> [What to work on]
Locate every line in the items below that contains the word "chip", and copy each such line. Case counts when matching.

-------

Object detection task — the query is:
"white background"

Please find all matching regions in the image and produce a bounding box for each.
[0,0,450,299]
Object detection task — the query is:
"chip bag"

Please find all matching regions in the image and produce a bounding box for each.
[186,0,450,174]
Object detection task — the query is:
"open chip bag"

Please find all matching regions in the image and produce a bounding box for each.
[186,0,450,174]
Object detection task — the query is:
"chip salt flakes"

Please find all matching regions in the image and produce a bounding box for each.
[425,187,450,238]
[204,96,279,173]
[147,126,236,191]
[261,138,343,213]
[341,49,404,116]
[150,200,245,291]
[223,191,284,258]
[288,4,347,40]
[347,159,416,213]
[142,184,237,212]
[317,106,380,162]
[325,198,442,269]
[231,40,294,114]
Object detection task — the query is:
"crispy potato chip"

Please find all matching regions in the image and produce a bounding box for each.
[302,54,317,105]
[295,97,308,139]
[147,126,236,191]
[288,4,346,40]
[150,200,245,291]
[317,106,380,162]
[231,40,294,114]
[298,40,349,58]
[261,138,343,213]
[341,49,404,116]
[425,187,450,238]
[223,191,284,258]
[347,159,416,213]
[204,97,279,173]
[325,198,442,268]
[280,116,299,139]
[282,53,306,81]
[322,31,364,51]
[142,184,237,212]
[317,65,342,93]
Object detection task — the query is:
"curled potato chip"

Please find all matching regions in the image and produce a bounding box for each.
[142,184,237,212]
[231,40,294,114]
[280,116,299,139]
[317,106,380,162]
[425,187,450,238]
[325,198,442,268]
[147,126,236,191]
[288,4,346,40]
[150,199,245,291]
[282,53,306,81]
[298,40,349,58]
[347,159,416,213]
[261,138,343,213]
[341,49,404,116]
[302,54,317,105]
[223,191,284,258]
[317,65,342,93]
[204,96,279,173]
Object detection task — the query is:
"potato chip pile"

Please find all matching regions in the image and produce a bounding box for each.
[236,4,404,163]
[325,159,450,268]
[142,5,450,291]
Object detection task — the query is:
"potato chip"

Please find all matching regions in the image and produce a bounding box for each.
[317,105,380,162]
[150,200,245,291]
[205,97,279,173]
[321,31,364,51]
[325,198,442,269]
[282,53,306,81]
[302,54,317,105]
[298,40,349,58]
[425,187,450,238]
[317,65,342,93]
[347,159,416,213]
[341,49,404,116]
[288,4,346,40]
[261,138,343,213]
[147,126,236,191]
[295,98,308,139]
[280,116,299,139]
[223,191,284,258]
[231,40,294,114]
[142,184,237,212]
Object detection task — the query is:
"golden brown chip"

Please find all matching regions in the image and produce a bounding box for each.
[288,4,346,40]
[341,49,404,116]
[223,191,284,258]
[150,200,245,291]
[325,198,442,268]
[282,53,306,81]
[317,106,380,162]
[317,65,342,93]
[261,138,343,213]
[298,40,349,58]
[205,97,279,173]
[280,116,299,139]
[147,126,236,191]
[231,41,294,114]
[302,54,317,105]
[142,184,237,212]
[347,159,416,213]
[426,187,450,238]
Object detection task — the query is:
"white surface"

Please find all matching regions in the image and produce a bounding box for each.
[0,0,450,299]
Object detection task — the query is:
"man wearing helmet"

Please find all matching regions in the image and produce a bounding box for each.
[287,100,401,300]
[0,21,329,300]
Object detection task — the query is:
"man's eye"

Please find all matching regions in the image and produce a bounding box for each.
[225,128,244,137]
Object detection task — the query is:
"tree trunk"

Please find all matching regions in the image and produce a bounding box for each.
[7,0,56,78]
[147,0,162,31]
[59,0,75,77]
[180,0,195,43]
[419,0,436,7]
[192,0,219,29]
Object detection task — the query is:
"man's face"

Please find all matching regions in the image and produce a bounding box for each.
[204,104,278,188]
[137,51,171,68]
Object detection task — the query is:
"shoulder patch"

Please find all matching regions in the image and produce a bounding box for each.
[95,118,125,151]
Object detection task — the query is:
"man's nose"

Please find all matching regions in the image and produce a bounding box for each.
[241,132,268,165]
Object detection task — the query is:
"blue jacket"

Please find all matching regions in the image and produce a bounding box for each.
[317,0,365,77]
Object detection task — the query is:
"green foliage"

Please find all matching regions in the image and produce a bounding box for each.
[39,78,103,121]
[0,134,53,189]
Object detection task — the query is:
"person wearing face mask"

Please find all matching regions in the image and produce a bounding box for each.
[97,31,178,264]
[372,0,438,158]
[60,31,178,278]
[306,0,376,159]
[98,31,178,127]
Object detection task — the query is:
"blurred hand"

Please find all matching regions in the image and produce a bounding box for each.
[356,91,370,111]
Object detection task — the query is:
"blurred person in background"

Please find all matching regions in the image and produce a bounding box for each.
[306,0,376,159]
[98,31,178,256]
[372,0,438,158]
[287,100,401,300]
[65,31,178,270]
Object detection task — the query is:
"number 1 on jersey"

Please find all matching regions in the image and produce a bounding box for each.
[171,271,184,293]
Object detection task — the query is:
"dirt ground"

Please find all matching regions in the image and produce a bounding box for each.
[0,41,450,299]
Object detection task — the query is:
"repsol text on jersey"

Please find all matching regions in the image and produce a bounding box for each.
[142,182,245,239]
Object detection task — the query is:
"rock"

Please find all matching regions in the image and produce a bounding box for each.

-------

> [Response to this exercise]
"chip bag"
"open chip bag"
"chip salt flakes"
"crispy potato chip"
"curled potato chip"
"potato chip pile"
"potato chip"
"golden brown chip"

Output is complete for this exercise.